* Assignment: Exactly as given, restate each record that follows.

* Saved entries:
====================
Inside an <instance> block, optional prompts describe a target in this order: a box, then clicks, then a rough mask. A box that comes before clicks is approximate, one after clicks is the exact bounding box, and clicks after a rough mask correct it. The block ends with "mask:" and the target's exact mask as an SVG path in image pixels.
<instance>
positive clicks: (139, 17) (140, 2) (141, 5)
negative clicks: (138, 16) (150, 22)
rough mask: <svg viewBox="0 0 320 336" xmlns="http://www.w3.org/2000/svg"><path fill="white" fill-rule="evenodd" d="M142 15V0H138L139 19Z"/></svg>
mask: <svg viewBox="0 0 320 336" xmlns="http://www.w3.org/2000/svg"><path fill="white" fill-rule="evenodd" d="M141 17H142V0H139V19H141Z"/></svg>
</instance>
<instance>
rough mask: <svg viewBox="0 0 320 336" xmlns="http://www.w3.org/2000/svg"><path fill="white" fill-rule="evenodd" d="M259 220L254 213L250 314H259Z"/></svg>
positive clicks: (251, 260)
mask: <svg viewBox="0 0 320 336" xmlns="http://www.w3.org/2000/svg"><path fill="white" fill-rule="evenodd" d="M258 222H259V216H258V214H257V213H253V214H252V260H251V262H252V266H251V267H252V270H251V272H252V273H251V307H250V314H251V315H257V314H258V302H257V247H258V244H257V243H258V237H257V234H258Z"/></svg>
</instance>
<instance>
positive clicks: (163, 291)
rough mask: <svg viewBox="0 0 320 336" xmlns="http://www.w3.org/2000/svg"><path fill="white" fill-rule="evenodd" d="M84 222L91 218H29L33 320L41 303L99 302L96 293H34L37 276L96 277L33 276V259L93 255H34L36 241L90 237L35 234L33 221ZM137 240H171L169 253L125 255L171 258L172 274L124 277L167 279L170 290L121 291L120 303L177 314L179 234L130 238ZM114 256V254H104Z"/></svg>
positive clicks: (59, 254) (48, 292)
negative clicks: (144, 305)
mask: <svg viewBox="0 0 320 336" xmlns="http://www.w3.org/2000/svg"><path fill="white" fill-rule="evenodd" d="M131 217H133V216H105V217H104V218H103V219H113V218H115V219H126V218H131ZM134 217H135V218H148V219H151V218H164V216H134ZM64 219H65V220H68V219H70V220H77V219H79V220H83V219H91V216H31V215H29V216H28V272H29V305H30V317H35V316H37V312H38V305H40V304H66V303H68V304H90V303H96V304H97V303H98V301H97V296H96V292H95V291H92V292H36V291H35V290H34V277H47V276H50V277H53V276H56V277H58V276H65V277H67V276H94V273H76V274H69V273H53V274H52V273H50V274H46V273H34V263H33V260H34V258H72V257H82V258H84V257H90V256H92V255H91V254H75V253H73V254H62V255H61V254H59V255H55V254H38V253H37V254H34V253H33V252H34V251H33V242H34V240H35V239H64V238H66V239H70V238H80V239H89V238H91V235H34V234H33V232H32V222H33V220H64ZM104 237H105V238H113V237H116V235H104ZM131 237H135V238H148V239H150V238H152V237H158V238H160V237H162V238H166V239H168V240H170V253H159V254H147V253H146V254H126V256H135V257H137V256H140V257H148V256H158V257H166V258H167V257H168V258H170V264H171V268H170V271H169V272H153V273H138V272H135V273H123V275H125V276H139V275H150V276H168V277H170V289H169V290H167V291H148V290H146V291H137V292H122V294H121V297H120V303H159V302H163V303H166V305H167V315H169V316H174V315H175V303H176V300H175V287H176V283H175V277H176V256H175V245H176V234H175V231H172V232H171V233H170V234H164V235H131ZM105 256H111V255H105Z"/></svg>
====================
* Reply to the exercise:
Inside an <instance> block, optional prompts describe a target in this order: a box, then clicks, then a rough mask. A box that comes before clicks is approximate, one after clicks is the exact bounding box, and clicks after a rough mask correct it. The block ends with "mask:" and the target's exact mask as an SVG path in image pixels.
<instance>
positive clicks: (139, 17) (140, 2) (141, 5)
negative clicks: (138, 16) (150, 22)
rough mask: <svg viewBox="0 0 320 336" xmlns="http://www.w3.org/2000/svg"><path fill="white" fill-rule="evenodd" d="M142 15V0H138L139 19Z"/></svg>
mask: <svg viewBox="0 0 320 336" xmlns="http://www.w3.org/2000/svg"><path fill="white" fill-rule="evenodd" d="M141 17H142V0H139V19H141Z"/></svg>
</instance>
<instance>
rough mask: <svg viewBox="0 0 320 336" xmlns="http://www.w3.org/2000/svg"><path fill="white" fill-rule="evenodd" d="M259 220L254 213L250 314H259Z"/></svg>
positive clicks: (251, 260)
mask: <svg viewBox="0 0 320 336" xmlns="http://www.w3.org/2000/svg"><path fill="white" fill-rule="evenodd" d="M258 222H259V216H258V214H257V213H253V214H252V260H251V262H252V266H251V267H252V270H251V272H252V273H251V307H250V314H251V315H257V314H258V302H257V247H258V244H257V243H258V237H257V234H258Z"/></svg>
</instance>
<instance>
positive clicks: (163, 291)
rough mask: <svg viewBox="0 0 320 336" xmlns="http://www.w3.org/2000/svg"><path fill="white" fill-rule="evenodd" d="M84 222L91 218H29L33 320L41 303L99 302L96 293H34L37 276L96 277L33 276V259L93 255H34L36 241L90 237L35 234L33 221ZM137 240H171L169 253L125 255L171 258L172 274L124 277L167 279L170 290L121 291L120 303L177 314L179 234L130 238ZM114 256V254H104Z"/></svg>
positive clicks: (59, 254) (48, 292)
negative clicks: (144, 305)
mask: <svg viewBox="0 0 320 336" xmlns="http://www.w3.org/2000/svg"><path fill="white" fill-rule="evenodd" d="M131 217H133V216H105V217H104V218H103V219H113V218H115V219H126V218H131ZM134 217H135V218H148V219H151V218H164V216H134ZM64 219H65V220H68V219H70V220H77V219H79V220H83V219H91V216H31V215H29V216H28V272H29V305H30V317H35V316H37V312H38V305H40V304H66V303H68V304H90V303H96V304H97V303H98V301H97V296H96V292H95V291H92V292H36V291H35V290H34V277H47V276H50V277H53V276H56V277H58V276H65V277H67V276H94V273H76V274H69V273H53V274H52V273H50V274H46V273H34V263H33V260H34V258H72V257H82V258H84V257H90V256H92V255H91V254H75V253H73V254H62V255H61V254H59V255H55V254H38V253H37V254H34V253H33V252H34V251H33V242H34V240H35V239H64V238H66V239H70V238H80V239H89V238H91V235H34V234H33V232H32V222H33V220H64ZM104 237H105V238H113V237H116V235H104ZM131 237H135V238H148V239H150V238H152V237H158V238H160V237H162V238H166V239H168V240H170V253H159V254H147V253H146V254H126V256H135V257H137V256H140V257H148V256H158V257H166V258H167V257H168V258H170V264H171V268H170V271H169V272H153V273H138V272H135V273H123V275H125V276H139V275H150V276H168V277H170V289H169V290H167V291H148V290H146V291H137V292H122V294H121V297H120V303H159V302H163V303H166V305H167V315H169V316H174V315H175V303H176V300H175V287H176V283H175V277H176V256H175V245H176V234H175V231H172V232H171V233H170V234H164V235H131ZM105 256H111V255H105Z"/></svg>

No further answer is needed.